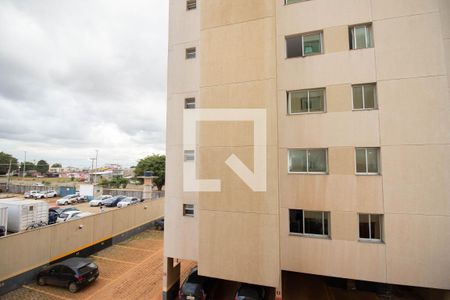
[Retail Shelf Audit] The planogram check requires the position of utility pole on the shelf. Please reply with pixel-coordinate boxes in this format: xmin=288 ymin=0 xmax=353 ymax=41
xmin=94 ymin=150 xmax=98 ymax=184
xmin=6 ymin=159 xmax=12 ymax=192
xmin=22 ymin=151 xmax=27 ymax=178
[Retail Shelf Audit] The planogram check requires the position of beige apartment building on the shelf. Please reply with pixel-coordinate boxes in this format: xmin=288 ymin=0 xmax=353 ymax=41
xmin=163 ymin=0 xmax=450 ymax=298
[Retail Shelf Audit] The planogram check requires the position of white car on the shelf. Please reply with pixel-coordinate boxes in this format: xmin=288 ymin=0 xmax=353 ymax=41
xmin=117 ymin=197 xmax=139 ymax=208
xmin=56 ymin=194 xmax=78 ymax=205
xmin=89 ymin=195 xmax=112 ymax=207
xmin=23 ymin=191 xmax=39 ymax=198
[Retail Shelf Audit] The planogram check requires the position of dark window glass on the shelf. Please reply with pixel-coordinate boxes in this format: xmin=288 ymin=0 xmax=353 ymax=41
xmin=286 ymin=35 xmax=302 ymax=58
xmin=305 ymin=211 xmax=324 ymax=235
xmin=289 ymin=209 xmax=303 ymax=233
xmin=359 ymin=214 xmax=370 ymax=239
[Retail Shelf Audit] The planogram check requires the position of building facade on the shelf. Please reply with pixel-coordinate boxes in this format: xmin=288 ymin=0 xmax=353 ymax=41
xmin=164 ymin=0 xmax=450 ymax=293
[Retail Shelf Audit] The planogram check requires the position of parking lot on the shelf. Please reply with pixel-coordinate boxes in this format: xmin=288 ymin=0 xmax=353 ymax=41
xmin=2 ymin=230 xmax=195 ymax=300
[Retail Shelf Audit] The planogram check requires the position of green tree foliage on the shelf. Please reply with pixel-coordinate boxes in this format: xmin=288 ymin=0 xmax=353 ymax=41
xmin=0 ymin=152 xmax=17 ymax=175
xmin=36 ymin=159 xmax=50 ymax=174
xmin=20 ymin=161 xmax=36 ymax=172
xmin=134 ymin=154 xmax=166 ymax=190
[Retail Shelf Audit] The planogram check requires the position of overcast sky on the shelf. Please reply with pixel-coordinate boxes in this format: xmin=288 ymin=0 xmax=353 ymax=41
xmin=0 ymin=0 xmax=168 ymax=167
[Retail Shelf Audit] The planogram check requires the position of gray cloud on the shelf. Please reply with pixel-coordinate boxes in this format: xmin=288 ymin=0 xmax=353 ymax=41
xmin=0 ymin=0 xmax=168 ymax=166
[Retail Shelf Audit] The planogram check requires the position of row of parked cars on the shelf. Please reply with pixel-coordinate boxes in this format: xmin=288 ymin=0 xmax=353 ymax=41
xmin=23 ymin=190 xmax=58 ymax=199
xmin=178 ymin=267 xmax=269 ymax=300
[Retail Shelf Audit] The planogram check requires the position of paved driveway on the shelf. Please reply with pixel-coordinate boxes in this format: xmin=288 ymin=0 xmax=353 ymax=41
xmin=2 ymin=230 xmax=194 ymax=300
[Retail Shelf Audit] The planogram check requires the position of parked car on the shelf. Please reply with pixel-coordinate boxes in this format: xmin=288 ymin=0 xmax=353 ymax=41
xmin=23 ymin=191 xmax=39 ymax=198
xmin=56 ymin=194 xmax=78 ymax=205
xmin=71 ymin=211 xmax=93 ymax=221
xmin=89 ymin=195 xmax=112 ymax=207
xmin=33 ymin=190 xmax=57 ymax=199
xmin=37 ymin=257 xmax=99 ymax=293
xmin=234 ymin=283 xmax=266 ymax=300
xmin=117 ymin=197 xmax=139 ymax=208
xmin=178 ymin=267 xmax=216 ymax=300
xmin=103 ymin=196 xmax=125 ymax=207
xmin=56 ymin=210 xmax=85 ymax=223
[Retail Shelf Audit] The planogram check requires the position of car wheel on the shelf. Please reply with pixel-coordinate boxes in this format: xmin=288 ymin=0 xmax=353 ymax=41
xmin=69 ymin=282 xmax=78 ymax=293
xmin=38 ymin=277 xmax=46 ymax=285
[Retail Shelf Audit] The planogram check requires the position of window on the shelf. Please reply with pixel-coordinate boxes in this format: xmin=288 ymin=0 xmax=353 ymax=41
xmin=355 ymin=148 xmax=380 ymax=174
xmin=186 ymin=0 xmax=197 ymax=10
xmin=186 ymin=48 xmax=196 ymax=59
xmin=288 ymin=149 xmax=328 ymax=173
xmin=284 ymin=0 xmax=309 ymax=5
xmin=184 ymin=98 xmax=195 ymax=109
xmin=353 ymin=83 xmax=378 ymax=110
xmin=289 ymin=209 xmax=330 ymax=236
xmin=287 ymin=89 xmax=325 ymax=114
xmin=286 ymin=32 xmax=322 ymax=58
xmin=349 ymin=24 xmax=373 ymax=50
xmin=359 ymin=214 xmax=383 ymax=241
xmin=183 ymin=204 xmax=194 ymax=217
xmin=184 ymin=150 xmax=195 ymax=161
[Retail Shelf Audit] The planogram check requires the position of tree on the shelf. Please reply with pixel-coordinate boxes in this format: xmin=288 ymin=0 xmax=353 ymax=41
xmin=134 ymin=154 xmax=166 ymax=190
xmin=0 ymin=152 xmax=17 ymax=175
xmin=20 ymin=161 xmax=36 ymax=172
xmin=36 ymin=159 xmax=50 ymax=174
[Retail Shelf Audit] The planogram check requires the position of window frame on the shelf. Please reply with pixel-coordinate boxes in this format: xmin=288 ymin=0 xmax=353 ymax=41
xmin=184 ymin=97 xmax=196 ymax=109
xmin=284 ymin=30 xmax=324 ymax=59
xmin=349 ymin=23 xmax=374 ymax=50
xmin=183 ymin=149 xmax=195 ymax=162
xmin=355 ymin=147 xmax=381 ymax=176
xmin=288 ymin=208 xmax=331 ymax=239
xmin=352 ymin=82 xmax=378 ymax=111
xmin=286 ymin=88 xmax=327 ymax=115
xmin=287 ymin=148 xmax=328 ymax=175
xmin=183 ymin=203 xmax=195 ymax=218
xmin=184 ymin=47 xmax=197 ymax=60
xmin=358 ymin=213 xmax=384 ymax=243
xmin=186 ymin=0 xmax=197 ymax=11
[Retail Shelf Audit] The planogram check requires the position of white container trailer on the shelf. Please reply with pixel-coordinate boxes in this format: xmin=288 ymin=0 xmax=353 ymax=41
xmin=0 ymin=200 xmax=48 ymax=232
xmin=0 ymin=204 xmax=8 ymax=234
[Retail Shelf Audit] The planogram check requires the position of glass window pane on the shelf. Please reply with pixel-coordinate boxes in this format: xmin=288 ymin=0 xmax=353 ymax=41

^^^^

Reproduza sem nenhuma alteração as linhas dos registros acima. Comece na linha que contém "position of building" e termine na que contém "xmin=164 ymin=0 xmax=450 ymax=293", incluindo as duas.

## Resposta do exercício
[Retail Shelf Audit] The planogram check requires the position of building facade on the shelf. Please reply with pixel-coordinate boxes in this format: xmin=288 ymin=0 xmax=353 ymax=41
xmin=164 ymin=0 xmax=450 ymax=293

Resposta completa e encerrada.